• [EXTRACT]
# Platy with puffed out scales?



## Bigfoot (May 29, 2010)

I've had this female platy for about a month now and she has been fine until today. On her right side she has scales puffed out and it looks a little red or bloody. I haven't noticed this at all until today and it's only on one side. Could it be dropsy? She's acting fine otherwise. Could she have been injured? I put her in the cup so I could see her side better, but should I keep her out of the normal aquarium for safety of my other fish?


----------



## Plecostomus (Jul 31, 2006)

That is strange. I have had that happen to my platies too. I am not sure if it is dropsy, but they lived with it for several months.


----------



## Bigfoot (May 29, 2010)

Now her side looks a whitish color, almost like it's trying to heal?


----------



## wbzial (Nov 23, 2010)

[Point localization data]
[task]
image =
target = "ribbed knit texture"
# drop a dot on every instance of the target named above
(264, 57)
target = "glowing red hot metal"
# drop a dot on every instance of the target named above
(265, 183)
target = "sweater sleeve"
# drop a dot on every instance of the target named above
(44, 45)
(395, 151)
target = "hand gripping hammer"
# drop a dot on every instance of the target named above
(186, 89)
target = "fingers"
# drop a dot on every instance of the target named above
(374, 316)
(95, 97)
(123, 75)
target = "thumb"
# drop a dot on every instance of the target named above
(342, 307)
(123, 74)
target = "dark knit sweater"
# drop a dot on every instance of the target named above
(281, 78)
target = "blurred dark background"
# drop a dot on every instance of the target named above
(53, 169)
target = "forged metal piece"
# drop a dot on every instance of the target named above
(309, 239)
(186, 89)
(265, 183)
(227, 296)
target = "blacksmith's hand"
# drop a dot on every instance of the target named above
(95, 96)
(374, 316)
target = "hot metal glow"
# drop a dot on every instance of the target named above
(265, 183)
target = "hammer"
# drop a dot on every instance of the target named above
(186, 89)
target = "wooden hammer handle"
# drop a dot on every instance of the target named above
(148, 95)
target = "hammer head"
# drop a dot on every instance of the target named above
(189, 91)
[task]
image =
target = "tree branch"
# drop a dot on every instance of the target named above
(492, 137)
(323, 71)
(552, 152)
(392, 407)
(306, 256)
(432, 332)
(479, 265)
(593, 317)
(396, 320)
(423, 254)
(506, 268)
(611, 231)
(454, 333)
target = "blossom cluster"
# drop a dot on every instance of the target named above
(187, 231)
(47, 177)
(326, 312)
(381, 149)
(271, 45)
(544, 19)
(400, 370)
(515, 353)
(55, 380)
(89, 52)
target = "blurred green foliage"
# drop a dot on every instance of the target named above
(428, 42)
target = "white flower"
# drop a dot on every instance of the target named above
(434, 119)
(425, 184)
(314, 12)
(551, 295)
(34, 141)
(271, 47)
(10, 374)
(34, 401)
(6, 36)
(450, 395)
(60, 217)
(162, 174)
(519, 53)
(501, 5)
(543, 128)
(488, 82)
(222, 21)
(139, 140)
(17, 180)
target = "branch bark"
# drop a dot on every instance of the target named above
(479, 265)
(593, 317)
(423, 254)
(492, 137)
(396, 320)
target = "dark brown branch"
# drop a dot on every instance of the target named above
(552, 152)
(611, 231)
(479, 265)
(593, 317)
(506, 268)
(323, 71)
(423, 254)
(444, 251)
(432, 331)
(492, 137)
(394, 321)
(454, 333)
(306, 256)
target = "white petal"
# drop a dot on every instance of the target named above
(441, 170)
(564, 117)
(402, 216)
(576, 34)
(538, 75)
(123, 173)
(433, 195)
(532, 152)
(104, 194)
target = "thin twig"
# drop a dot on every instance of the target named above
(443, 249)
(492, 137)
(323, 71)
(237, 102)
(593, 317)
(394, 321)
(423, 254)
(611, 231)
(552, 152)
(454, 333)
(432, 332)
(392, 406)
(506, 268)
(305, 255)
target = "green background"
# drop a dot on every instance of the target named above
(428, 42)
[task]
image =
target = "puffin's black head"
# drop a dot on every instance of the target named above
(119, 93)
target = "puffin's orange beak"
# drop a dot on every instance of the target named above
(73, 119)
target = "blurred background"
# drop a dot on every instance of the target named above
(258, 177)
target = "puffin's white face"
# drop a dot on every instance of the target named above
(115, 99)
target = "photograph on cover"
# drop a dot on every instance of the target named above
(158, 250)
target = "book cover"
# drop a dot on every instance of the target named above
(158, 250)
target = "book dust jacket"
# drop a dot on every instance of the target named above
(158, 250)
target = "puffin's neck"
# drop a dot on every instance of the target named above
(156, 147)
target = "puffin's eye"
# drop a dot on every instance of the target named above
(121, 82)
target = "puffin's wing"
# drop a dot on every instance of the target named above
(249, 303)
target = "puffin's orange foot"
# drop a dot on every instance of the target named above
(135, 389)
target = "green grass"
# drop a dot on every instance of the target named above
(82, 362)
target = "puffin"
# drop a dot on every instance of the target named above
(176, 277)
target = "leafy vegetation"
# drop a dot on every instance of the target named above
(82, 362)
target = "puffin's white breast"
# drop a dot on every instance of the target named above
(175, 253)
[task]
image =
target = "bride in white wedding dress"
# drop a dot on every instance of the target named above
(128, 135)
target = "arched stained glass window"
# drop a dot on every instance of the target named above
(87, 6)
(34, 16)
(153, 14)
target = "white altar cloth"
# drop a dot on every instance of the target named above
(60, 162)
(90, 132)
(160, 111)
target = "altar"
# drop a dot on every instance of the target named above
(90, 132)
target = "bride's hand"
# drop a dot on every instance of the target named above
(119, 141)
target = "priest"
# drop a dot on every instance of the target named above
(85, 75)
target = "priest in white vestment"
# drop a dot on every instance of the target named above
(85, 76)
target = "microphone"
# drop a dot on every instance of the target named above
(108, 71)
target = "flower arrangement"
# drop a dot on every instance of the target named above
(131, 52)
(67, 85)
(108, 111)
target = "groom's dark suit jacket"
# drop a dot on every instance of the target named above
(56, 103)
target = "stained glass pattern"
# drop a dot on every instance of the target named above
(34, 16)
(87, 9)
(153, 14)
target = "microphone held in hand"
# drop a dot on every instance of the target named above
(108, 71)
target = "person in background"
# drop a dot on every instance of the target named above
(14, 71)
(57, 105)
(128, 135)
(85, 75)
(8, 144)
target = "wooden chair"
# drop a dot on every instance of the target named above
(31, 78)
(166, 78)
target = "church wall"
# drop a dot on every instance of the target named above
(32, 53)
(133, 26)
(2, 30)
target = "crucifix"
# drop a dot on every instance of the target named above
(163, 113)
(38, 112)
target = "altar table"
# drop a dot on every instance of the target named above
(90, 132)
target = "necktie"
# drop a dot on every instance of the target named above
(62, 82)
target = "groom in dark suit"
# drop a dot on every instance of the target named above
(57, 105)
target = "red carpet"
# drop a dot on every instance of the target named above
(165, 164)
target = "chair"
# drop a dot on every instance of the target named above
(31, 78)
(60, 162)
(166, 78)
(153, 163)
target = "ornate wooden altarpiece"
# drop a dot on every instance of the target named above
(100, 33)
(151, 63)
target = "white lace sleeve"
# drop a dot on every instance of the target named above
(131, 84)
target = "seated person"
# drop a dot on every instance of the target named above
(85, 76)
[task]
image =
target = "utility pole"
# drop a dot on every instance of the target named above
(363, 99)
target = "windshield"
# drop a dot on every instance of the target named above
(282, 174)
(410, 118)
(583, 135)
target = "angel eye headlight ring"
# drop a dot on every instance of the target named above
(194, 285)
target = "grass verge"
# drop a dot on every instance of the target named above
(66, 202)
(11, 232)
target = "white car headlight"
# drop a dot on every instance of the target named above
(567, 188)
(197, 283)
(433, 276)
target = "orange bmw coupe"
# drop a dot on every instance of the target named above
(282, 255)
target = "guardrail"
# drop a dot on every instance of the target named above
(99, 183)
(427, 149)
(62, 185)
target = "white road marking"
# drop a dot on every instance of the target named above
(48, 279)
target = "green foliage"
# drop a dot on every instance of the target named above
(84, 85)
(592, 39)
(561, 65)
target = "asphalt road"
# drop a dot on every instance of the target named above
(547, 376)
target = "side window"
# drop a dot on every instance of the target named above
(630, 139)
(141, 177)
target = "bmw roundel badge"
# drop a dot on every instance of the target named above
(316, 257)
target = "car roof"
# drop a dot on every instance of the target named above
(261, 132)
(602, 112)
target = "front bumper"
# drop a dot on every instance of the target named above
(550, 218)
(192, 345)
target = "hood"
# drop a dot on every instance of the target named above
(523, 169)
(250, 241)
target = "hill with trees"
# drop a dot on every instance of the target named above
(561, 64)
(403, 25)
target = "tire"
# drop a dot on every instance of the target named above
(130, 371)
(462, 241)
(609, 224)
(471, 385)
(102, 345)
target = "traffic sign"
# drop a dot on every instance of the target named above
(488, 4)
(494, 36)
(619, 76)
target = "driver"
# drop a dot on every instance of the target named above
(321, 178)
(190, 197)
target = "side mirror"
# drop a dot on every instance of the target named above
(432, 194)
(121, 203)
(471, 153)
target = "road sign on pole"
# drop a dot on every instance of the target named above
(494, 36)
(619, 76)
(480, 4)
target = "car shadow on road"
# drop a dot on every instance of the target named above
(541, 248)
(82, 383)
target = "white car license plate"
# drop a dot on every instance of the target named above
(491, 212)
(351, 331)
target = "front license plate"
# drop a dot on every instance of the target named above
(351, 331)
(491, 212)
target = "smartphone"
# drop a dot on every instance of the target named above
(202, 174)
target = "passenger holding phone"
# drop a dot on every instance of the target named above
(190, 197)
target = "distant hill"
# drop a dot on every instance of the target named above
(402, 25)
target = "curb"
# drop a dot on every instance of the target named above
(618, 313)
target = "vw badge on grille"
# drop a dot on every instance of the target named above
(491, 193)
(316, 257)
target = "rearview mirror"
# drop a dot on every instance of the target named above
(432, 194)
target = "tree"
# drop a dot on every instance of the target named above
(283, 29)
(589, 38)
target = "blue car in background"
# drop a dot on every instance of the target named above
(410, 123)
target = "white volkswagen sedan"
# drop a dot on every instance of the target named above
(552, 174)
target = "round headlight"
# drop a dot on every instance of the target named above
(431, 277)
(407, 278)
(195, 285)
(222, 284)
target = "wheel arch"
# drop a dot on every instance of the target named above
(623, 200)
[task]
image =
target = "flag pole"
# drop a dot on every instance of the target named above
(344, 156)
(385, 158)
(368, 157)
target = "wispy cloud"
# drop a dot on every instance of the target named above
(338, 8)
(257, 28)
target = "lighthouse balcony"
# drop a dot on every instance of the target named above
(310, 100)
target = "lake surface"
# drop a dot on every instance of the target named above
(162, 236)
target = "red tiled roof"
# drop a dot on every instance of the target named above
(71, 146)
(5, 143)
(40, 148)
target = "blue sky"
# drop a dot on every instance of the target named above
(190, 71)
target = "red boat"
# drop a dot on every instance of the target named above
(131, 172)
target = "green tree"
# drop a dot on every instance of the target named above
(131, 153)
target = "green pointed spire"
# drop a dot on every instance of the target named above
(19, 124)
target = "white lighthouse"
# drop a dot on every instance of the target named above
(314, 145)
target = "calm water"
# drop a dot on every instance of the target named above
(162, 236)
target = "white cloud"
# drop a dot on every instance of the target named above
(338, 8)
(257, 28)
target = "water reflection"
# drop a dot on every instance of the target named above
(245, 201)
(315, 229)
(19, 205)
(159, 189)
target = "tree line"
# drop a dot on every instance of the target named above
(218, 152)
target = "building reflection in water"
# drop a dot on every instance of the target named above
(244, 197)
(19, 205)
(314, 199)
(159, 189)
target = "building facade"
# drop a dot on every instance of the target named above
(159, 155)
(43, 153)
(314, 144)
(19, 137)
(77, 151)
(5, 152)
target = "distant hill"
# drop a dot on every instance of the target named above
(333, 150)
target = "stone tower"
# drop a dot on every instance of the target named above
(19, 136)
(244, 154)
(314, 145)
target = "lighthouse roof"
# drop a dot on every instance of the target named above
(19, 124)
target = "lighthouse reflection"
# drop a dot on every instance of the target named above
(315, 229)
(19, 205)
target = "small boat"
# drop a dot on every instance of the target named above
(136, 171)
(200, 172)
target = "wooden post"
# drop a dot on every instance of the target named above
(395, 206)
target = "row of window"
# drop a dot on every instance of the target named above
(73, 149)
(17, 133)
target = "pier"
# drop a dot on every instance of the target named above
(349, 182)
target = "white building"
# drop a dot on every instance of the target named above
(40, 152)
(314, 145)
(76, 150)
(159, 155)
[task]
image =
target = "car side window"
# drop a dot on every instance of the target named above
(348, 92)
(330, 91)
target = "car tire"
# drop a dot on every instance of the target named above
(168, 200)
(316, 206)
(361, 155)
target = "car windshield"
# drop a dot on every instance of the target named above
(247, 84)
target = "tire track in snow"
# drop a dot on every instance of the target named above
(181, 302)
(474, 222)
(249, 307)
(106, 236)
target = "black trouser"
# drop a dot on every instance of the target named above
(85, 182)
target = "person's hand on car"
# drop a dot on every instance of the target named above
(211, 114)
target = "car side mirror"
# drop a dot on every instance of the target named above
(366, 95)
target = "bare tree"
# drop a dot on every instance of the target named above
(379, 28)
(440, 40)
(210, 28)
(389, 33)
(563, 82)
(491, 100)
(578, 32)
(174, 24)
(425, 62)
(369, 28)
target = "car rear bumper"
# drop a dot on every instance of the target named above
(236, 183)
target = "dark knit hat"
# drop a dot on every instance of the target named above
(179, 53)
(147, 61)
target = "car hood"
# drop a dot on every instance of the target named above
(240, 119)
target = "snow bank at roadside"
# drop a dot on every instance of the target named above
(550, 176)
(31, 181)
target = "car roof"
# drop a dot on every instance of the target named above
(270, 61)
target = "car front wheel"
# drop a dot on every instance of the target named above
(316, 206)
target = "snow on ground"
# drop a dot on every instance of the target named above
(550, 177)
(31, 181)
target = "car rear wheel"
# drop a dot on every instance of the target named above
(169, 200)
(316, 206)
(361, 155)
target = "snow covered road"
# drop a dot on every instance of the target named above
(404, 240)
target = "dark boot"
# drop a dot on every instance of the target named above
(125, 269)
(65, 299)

• [PROBLEMS AND TASKS]
A. Answer these questions from the platy thread:
(i) How long had Bigfoot had the female platy when the scales puffed out?
(ii) According to Plecostomus, how long did the platies with the same problem live with it?
(iii) In Bigfoot's second post, what color does the side of the fish look?
B. Write the post that follows the last header in the platy forum thread, the reply under wbzial's name.

• [RESULTS OF THE TASKS]
A.
(i) About a month.
(ii) Several months.
(iii) Whitish.

B.
i got the same with my platy. he was like so for a day or two then died. It's an infection. I would suspect it to be bacterial. You HAVE to use medication. I use Melafix with some success. Ask your LFS see what they got on hand

Edit: just asked my LFS and Dropsy is usually non treatable. when the swollen appear and the scale start to pop out it's (usually) too late. Salt bath can help drain the fluid out the bodie (causing the swelling) Melafix WONT CURE dropsy as it's an internal infection.

Go see your lfs see which med they got on hand.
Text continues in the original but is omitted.